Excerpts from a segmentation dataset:
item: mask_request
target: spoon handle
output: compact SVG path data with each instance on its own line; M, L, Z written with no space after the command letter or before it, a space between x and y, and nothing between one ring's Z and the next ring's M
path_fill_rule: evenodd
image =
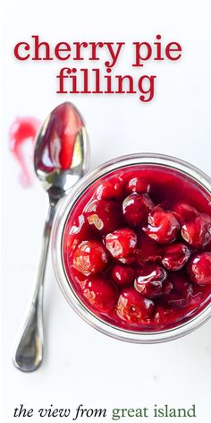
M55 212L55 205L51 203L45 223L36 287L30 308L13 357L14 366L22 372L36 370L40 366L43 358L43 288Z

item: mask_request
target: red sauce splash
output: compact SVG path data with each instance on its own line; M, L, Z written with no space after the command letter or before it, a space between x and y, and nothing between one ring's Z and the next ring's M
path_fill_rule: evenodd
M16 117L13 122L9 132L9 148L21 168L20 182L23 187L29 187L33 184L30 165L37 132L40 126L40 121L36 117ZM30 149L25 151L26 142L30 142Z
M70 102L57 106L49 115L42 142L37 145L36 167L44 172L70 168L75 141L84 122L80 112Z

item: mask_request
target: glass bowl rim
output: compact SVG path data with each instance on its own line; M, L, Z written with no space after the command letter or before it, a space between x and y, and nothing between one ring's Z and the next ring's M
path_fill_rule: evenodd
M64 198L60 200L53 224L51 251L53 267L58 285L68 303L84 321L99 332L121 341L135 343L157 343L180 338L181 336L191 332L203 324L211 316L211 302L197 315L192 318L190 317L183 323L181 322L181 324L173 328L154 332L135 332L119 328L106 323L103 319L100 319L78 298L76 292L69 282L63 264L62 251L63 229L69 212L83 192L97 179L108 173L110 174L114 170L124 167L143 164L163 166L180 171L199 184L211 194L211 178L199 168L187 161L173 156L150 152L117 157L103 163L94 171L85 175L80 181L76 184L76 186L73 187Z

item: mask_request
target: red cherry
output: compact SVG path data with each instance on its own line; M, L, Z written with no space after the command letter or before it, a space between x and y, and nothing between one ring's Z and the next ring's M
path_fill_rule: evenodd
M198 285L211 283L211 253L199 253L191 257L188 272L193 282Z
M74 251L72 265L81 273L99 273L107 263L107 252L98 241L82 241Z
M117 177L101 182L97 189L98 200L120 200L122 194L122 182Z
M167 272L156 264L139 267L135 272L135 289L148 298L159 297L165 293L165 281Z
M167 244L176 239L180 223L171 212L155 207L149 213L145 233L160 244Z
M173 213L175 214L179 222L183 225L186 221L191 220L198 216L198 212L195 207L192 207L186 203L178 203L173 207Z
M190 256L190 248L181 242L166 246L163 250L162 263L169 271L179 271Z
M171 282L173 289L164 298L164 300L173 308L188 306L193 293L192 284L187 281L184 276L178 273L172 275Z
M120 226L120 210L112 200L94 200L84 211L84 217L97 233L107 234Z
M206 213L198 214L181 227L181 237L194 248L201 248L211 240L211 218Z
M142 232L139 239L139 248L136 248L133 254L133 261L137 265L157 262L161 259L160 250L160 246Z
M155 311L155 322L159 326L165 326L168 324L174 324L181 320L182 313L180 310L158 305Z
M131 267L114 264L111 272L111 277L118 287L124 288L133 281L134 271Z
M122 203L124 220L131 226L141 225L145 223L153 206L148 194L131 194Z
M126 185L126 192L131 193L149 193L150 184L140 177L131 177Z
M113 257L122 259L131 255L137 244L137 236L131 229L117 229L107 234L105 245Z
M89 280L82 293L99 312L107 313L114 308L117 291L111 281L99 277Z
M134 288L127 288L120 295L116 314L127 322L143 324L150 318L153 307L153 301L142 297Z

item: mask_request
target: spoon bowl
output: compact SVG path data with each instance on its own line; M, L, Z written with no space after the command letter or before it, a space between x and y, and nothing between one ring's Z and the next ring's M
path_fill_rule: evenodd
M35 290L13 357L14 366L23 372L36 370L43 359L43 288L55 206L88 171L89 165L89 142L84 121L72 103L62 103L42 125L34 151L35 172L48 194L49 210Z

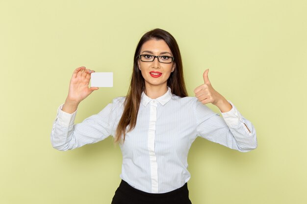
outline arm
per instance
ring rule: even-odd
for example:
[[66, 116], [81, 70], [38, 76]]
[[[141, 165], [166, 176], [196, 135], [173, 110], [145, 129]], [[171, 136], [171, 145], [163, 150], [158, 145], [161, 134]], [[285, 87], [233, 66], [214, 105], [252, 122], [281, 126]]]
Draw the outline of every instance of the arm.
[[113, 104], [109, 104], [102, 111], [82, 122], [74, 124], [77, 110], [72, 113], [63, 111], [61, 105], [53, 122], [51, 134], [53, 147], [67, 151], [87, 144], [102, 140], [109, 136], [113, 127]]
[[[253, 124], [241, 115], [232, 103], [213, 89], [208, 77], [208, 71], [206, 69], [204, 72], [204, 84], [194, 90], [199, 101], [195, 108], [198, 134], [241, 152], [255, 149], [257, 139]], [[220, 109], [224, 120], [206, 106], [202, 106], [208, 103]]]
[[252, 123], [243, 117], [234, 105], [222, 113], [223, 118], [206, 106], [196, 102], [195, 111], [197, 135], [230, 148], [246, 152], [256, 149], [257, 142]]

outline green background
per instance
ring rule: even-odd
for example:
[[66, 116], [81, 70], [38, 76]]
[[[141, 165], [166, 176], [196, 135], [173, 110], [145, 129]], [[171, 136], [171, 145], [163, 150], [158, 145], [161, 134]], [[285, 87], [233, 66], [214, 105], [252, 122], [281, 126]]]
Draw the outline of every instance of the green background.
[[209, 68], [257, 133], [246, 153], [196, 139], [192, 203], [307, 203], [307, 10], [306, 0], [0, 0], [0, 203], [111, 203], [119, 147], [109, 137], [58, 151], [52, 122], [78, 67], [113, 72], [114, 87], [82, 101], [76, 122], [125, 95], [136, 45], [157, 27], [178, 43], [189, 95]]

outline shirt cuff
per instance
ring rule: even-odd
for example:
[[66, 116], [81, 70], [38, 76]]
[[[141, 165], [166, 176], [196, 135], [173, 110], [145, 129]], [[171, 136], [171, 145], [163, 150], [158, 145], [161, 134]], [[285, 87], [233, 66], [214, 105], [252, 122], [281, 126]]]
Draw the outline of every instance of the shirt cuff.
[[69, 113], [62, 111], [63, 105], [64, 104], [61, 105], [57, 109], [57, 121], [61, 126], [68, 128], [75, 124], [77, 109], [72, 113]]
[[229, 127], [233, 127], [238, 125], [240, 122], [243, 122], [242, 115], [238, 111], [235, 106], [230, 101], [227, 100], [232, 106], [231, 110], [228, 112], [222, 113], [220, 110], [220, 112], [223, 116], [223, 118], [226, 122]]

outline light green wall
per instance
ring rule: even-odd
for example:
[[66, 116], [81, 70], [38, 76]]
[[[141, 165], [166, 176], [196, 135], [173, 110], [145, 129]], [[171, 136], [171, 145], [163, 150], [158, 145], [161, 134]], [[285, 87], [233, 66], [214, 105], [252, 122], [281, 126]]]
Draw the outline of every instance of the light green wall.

==

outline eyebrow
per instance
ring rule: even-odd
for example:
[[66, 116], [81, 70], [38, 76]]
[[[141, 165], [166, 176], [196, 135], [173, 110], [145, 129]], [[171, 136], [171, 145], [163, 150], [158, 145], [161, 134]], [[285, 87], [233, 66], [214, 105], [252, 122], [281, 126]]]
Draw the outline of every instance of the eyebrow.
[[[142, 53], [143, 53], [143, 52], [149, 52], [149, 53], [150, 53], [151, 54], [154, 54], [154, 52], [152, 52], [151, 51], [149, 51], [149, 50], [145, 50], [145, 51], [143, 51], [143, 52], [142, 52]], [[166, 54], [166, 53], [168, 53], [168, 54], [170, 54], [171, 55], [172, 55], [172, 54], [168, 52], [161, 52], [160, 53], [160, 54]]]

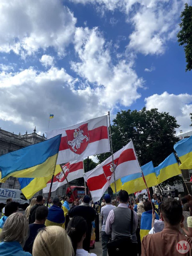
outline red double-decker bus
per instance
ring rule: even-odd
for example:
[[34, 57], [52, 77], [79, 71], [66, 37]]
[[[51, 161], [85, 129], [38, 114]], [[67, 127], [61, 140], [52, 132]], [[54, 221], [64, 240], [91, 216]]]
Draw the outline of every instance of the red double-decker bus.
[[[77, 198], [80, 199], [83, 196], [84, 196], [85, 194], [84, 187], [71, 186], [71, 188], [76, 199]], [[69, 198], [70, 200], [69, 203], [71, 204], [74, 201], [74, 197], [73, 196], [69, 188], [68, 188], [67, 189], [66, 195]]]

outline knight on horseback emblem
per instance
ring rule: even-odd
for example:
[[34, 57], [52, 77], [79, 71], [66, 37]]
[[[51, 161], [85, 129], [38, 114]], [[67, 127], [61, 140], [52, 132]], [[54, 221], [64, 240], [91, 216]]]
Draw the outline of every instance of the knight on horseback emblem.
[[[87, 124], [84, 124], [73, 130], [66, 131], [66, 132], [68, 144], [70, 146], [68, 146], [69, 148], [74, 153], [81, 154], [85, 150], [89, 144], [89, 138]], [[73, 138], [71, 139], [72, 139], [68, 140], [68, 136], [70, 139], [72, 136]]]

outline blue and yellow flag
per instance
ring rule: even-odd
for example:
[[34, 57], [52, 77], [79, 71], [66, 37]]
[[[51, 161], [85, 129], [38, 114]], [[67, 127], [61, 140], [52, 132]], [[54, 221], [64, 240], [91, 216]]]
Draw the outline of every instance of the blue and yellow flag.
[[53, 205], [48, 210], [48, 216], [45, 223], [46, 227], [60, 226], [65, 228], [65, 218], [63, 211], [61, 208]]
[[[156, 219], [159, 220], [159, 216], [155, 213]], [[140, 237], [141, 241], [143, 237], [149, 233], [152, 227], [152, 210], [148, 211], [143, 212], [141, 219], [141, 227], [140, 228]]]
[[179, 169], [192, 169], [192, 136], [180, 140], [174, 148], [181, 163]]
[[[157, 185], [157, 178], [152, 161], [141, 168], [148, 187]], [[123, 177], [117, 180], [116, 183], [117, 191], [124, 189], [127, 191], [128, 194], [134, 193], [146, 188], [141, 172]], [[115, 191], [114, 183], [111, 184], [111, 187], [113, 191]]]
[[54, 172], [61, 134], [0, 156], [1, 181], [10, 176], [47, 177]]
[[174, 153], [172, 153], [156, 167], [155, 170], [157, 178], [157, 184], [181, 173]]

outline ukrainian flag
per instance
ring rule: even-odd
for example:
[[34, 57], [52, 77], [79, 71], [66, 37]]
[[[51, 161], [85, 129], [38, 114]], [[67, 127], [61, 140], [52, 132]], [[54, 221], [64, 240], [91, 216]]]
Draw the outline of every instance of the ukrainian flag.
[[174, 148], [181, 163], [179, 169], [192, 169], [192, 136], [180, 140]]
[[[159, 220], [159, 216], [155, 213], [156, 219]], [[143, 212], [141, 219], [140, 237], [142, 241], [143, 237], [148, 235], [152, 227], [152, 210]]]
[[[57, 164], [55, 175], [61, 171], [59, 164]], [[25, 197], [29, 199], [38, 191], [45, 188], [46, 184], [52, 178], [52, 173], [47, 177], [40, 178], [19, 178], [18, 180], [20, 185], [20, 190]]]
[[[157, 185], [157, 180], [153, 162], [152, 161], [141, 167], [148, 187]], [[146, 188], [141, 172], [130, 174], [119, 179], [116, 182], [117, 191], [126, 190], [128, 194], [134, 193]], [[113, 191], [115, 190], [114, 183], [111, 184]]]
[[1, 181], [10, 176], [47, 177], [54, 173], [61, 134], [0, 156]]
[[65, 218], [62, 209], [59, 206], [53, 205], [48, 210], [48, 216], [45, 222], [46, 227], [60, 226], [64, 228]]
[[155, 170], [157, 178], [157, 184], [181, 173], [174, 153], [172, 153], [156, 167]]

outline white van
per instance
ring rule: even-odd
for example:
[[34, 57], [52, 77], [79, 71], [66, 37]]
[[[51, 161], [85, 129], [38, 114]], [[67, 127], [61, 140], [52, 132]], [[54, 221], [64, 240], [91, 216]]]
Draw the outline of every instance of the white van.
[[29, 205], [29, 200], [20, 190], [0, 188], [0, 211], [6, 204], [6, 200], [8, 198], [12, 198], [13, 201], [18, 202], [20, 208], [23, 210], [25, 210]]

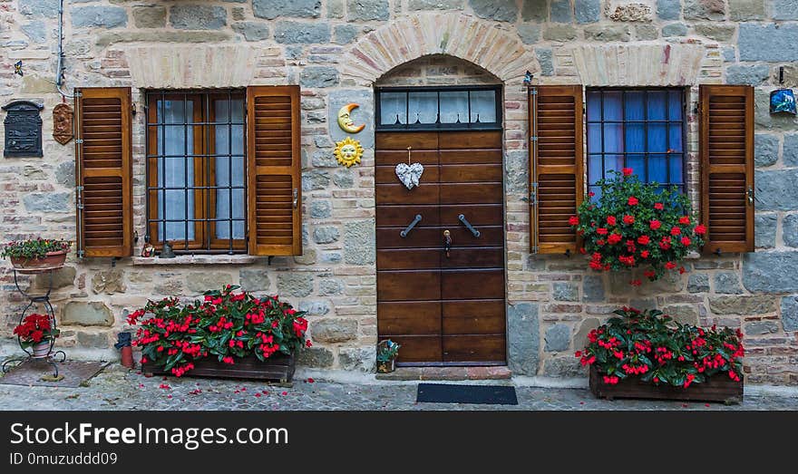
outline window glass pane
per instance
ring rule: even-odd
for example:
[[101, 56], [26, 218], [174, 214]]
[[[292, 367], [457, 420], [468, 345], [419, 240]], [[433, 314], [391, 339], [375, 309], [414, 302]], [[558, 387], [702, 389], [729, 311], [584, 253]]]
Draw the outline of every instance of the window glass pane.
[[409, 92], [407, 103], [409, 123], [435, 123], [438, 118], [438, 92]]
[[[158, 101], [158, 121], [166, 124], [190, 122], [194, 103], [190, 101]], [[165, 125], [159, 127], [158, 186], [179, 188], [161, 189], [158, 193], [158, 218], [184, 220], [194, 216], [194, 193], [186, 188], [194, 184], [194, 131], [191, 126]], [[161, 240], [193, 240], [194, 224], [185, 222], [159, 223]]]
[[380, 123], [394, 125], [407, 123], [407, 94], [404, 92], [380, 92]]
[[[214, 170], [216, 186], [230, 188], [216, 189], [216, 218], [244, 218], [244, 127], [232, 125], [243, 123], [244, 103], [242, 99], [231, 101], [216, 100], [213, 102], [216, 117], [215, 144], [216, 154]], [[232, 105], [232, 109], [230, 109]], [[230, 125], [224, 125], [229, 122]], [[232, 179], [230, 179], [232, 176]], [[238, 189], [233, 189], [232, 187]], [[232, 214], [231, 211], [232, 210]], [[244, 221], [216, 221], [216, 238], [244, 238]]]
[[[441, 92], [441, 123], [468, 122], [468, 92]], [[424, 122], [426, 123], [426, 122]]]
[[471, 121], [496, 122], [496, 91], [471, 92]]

> _Given task_:
Please copy verbatim the part that opens with the line containing "outline knight on horseback emblem" and closes with the line containing "Draw the outline of every instance of the knight", including both of those lines.

> _Task result_:
outline knight on horseback emblem
per instance
ring rule: even-odd
for example:
[[34, 57], [52, 77], [79, 71], [66, 37]]
[[[51, 161], [85, 129], [38, 114]], [[67, 127], [61, 140], [52, 132]], [[54, 221], [64, 240], [91, 216]]]
Draw the outline of every instance of the knight on horseback emblem.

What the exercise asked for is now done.